EXERCISE REQUIREMENTS
In the listing below, find the line containing "target: tree branch" and the line containing "output: one SVG". Repeat exactly those two lines and every line between them, nothing more.

RECORDS TO USE
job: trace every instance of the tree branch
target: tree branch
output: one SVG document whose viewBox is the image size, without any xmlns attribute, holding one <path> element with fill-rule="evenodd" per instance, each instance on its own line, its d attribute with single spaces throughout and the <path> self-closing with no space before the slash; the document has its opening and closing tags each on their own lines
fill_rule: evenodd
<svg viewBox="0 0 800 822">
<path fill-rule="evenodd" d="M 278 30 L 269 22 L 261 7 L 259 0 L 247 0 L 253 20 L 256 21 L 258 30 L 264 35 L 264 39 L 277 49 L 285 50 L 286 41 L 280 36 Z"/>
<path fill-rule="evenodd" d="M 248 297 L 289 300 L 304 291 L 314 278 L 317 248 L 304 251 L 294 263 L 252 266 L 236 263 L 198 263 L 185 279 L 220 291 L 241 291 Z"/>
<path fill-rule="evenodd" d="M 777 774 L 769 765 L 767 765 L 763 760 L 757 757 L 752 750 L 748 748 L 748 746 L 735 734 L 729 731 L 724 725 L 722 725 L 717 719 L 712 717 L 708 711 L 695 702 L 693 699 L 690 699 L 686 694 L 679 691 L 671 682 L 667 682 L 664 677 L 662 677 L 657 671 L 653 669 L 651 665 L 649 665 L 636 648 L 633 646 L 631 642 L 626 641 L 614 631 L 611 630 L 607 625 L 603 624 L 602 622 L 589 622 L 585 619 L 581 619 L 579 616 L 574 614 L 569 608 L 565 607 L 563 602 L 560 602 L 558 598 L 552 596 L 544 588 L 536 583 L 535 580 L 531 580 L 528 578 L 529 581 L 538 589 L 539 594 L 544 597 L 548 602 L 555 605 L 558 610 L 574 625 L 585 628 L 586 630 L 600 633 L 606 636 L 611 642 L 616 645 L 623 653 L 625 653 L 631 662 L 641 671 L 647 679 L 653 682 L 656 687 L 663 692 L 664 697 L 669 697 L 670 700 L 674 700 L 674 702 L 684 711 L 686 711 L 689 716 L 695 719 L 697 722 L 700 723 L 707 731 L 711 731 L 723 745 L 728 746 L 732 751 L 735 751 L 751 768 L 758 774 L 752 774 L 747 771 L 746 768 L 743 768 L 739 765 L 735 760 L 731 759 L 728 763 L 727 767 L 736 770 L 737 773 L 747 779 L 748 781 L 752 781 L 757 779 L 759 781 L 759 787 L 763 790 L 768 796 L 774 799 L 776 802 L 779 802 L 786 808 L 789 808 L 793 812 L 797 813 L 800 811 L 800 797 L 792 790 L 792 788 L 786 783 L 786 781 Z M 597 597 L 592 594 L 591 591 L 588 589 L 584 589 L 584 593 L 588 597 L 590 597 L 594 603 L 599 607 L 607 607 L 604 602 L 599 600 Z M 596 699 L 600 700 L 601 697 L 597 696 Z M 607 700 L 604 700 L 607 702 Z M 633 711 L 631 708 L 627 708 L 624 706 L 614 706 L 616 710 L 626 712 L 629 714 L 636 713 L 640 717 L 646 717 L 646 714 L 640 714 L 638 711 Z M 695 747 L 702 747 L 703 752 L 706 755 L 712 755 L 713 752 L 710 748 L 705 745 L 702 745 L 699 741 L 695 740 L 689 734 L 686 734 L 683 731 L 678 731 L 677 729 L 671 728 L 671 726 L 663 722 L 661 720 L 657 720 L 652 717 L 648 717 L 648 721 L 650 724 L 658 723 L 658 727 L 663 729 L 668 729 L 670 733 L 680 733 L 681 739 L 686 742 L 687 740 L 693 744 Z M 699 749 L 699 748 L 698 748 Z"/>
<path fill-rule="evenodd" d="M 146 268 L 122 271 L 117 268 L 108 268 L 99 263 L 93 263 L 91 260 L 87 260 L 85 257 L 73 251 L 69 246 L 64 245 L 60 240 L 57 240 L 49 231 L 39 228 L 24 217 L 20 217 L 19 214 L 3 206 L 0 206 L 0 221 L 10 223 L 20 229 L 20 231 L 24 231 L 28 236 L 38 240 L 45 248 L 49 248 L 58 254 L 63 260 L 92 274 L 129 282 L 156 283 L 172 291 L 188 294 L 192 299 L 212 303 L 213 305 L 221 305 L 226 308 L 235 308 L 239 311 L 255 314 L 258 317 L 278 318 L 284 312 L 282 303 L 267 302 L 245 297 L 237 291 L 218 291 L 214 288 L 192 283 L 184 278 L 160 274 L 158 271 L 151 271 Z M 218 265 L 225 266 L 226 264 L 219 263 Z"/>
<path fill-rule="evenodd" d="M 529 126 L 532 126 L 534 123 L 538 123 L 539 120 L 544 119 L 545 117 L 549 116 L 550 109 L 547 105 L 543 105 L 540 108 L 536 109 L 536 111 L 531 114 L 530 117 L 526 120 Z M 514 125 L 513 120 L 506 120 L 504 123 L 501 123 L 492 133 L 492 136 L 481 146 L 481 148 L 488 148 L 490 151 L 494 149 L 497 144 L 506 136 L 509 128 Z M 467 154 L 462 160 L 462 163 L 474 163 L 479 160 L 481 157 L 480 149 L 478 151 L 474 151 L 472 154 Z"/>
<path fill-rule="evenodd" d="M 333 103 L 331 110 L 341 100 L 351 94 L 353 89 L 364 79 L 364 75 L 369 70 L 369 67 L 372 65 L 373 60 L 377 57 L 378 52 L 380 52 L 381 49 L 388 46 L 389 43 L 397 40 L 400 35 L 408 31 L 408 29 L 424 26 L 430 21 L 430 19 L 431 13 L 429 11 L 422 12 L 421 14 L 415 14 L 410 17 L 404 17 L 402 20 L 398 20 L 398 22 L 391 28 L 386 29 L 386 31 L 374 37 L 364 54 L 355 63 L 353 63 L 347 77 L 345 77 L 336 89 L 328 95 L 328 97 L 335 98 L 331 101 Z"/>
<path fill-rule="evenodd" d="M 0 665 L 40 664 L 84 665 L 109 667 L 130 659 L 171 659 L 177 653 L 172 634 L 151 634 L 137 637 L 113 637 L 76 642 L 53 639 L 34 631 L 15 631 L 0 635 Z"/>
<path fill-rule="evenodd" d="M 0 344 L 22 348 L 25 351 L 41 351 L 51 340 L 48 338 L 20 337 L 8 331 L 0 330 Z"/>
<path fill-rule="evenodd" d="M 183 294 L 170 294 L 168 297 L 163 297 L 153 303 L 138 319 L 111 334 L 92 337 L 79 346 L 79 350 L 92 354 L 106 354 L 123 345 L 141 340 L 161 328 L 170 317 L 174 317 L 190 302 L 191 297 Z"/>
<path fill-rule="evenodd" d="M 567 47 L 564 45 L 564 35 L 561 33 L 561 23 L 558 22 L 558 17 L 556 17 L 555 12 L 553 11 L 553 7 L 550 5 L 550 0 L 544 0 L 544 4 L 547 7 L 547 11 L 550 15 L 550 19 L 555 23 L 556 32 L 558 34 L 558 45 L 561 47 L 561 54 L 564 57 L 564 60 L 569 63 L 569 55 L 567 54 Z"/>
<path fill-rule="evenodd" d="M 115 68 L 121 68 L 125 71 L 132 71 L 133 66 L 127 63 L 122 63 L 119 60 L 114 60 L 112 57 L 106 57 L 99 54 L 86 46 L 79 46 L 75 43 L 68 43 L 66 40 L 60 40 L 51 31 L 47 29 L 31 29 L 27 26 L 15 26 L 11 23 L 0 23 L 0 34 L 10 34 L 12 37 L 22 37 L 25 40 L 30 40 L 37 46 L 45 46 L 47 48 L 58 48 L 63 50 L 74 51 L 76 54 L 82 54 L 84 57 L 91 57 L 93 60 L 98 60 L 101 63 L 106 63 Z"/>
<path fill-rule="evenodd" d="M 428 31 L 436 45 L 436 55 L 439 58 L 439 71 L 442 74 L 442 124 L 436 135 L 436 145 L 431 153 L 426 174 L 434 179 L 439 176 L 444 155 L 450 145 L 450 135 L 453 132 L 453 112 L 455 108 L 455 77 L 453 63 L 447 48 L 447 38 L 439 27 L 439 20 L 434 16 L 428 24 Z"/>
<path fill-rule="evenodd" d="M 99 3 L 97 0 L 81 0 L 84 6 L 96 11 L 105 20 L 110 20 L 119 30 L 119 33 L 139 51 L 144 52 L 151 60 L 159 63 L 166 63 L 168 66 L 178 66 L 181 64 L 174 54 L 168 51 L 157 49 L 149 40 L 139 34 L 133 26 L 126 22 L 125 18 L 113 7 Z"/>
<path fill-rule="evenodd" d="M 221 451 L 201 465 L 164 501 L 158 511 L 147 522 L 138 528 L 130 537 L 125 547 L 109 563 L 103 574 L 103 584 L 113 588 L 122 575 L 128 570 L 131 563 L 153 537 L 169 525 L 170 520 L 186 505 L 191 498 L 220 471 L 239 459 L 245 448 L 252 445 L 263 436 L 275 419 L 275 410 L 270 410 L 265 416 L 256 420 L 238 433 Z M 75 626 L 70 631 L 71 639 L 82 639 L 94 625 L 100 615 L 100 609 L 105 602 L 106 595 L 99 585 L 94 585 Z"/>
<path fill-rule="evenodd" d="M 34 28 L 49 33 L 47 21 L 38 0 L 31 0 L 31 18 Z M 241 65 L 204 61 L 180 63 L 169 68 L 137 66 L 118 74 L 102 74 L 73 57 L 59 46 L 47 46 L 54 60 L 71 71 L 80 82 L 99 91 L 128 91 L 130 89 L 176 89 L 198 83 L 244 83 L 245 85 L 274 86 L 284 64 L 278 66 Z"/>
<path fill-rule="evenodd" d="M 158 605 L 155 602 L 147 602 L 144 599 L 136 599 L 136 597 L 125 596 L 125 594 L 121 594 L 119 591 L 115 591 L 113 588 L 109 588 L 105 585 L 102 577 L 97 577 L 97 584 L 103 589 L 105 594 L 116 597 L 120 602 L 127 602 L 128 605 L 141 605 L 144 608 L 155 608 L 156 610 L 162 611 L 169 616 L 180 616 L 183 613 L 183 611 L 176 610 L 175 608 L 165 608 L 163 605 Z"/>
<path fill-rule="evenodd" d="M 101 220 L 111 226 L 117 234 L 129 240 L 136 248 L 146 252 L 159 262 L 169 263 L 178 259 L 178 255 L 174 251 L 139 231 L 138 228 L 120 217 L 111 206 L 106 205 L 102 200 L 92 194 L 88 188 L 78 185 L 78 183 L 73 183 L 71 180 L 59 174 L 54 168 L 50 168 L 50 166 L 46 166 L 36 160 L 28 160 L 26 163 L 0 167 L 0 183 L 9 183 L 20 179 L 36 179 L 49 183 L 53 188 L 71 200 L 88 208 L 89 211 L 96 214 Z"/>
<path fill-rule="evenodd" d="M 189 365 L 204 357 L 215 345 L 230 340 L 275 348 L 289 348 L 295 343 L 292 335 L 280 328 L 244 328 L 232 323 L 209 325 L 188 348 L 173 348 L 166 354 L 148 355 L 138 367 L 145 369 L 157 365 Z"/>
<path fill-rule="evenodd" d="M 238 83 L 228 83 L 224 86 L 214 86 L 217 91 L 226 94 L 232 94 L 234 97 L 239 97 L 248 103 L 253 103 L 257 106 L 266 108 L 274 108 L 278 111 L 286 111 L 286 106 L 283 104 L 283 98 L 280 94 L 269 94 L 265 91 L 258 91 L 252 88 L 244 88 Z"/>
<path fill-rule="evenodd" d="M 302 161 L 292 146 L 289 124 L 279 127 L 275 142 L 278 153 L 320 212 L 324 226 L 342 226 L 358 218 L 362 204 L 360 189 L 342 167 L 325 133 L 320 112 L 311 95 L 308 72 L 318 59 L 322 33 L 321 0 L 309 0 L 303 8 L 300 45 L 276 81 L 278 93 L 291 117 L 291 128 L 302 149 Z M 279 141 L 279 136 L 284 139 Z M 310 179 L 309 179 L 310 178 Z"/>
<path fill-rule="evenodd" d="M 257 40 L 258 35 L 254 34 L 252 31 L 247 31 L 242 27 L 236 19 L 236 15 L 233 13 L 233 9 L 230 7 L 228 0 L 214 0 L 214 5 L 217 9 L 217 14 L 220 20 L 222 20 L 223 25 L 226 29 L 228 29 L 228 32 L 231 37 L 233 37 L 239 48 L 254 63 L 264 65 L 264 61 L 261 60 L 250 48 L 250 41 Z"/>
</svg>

ANSWER FOR THIS EXERCISE
target: tree branch
output: one SVG document whose viewBox is the image size, without any xmlns attribute, holding one <path> element with fill-rule="evenodd" per instance, each instance on its own line, its d attribute with single spaces throughout and the <path> self-closing with no space before the slash; the document has its opening and closing tags each on their own lines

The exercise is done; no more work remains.